_What the task requires:_
Scan the records beneath this line for the line holding "Target: flush mount ceiling light" and the line holding "Target: portrait of woman", then transcribe exactly those two and all lines between.
**** Listed records ****
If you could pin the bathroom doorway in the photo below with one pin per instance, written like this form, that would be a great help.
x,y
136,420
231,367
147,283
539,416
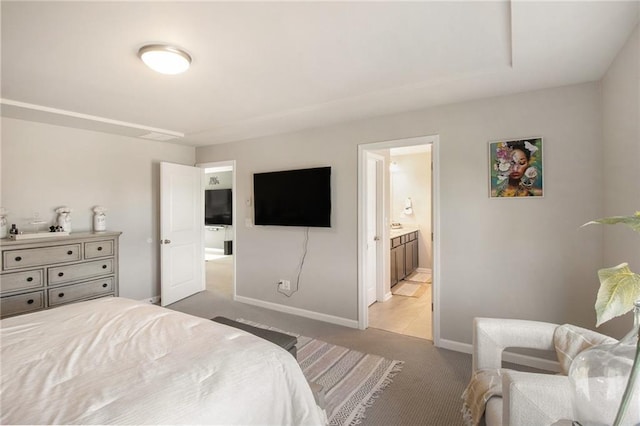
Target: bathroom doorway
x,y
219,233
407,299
****
**** Listed records ****
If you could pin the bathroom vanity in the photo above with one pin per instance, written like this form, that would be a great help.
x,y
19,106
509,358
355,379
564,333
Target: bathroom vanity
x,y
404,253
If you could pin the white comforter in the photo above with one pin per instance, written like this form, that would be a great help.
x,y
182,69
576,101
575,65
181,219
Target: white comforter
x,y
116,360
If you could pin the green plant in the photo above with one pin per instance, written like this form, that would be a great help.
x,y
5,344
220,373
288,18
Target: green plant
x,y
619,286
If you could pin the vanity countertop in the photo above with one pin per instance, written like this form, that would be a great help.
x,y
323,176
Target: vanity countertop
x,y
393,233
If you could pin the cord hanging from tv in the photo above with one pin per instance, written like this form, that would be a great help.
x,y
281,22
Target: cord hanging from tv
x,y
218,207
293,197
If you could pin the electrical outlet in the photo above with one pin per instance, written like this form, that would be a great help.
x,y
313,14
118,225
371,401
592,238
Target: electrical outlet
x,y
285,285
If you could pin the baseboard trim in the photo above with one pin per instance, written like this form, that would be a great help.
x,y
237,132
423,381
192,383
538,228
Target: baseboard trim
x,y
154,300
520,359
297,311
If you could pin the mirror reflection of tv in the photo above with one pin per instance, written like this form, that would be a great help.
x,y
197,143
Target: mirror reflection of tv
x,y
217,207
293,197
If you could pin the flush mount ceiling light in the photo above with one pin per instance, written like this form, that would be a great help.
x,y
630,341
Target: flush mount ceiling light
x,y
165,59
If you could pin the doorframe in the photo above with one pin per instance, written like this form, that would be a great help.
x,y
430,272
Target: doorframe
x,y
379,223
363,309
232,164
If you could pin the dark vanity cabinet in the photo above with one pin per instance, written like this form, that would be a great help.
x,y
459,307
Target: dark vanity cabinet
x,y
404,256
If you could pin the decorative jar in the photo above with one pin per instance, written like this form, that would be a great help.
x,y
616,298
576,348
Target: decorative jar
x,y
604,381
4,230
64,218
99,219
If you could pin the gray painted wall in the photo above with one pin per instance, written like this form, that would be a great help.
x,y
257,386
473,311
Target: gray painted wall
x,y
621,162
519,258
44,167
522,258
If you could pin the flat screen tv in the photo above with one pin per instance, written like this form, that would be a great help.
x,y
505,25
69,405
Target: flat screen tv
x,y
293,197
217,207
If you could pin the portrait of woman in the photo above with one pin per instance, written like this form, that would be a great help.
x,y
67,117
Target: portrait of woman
****
**** Listed records ****
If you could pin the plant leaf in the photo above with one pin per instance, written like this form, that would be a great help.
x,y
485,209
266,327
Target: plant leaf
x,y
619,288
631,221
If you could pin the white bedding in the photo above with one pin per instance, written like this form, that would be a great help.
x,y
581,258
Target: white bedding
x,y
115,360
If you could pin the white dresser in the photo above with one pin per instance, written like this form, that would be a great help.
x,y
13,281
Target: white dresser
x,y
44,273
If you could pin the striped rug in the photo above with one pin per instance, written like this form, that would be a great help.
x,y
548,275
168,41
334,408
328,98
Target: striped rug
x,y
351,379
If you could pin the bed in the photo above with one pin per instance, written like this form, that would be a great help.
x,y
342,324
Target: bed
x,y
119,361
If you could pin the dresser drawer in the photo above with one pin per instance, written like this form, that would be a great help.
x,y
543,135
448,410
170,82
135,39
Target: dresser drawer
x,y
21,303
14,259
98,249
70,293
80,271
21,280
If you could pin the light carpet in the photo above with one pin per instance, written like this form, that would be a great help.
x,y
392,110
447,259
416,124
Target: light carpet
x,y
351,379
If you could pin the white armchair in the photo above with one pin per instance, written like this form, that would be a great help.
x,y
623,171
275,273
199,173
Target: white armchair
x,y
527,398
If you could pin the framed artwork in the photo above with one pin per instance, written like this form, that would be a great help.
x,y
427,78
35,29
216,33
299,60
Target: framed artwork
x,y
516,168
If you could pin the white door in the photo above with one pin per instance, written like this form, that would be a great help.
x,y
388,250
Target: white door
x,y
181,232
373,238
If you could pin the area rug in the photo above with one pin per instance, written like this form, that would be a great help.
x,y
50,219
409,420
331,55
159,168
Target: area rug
****
_Exercise solution:_
Target: flush mount ceiling light
x,y
165,59
If you could pin the doorframe in the photo above with one pin per instance, written like this form, that would be a great help.
x,y
430,272
Target: doorframe
x,y
379,223
363,309
232,164
If you could pin the dark vanity cabinet in the photo above with one pin per instance, written like this form, that would be a great help.
x,y
459,307
Target: dark vanity cabinet
x,y
404,256
If you could pin the decorative jar in the photo above with one pin per instance, written like this form, that would be a great help.
x,y
616,298
576,348
Target: decorative jar
x,y
604,381
4,230
64,218
99,219
If you could pin the gray painted wall in the photo above with one pin per instance, written like this form, that would be a great help.
x,y
257,386
473,311
Target: gray painted wall
x,y
621,162
519,258
44,167
522,258
If you could pin the flat screen tv in the photo above with one pin per instance, written like this form, that would be a great help.
x,y
505,25
69,405
Target: flat screen tv
x,y
293,197
217,207
If you could pin the portrait of woman in the photo above with one pin per instance, written like this form, that would be a great help.
x,y
67,117
Target: portrait of woman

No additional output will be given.